Records to process →
#####

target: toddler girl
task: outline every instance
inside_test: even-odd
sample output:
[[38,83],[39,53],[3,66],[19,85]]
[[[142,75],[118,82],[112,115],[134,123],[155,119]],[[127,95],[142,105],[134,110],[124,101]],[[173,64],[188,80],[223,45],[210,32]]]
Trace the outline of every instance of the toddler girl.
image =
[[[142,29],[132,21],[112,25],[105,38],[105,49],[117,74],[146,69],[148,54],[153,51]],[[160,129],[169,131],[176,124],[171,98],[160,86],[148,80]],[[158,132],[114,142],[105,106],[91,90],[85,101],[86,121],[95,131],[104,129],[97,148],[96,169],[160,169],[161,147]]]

#####

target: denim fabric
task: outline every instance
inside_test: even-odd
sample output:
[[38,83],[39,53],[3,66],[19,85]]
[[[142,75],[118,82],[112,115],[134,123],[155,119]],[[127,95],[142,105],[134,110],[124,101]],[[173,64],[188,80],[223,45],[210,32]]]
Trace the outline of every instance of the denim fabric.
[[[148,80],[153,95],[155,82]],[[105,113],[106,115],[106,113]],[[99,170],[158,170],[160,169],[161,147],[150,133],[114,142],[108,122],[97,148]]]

#####

Copy out, verbatim, the item lines from the one containing "target: denim fabric" through the one containing "Trace the outline of every instance of the denim", both included.

target: denim fabric
task: outline every instance
inside_test: even-odd
sample output:
[[38,83],[39,53],[3,66],[19,85]]
[[[142,75],[118,82],[112,115],[134,123],[155,119]],[[127,95],[142,105],[134,110],[124,101]],[[173,64],[188,80],[223,45],[210,32]]]
Trace the outline of every instance of the denim fabric.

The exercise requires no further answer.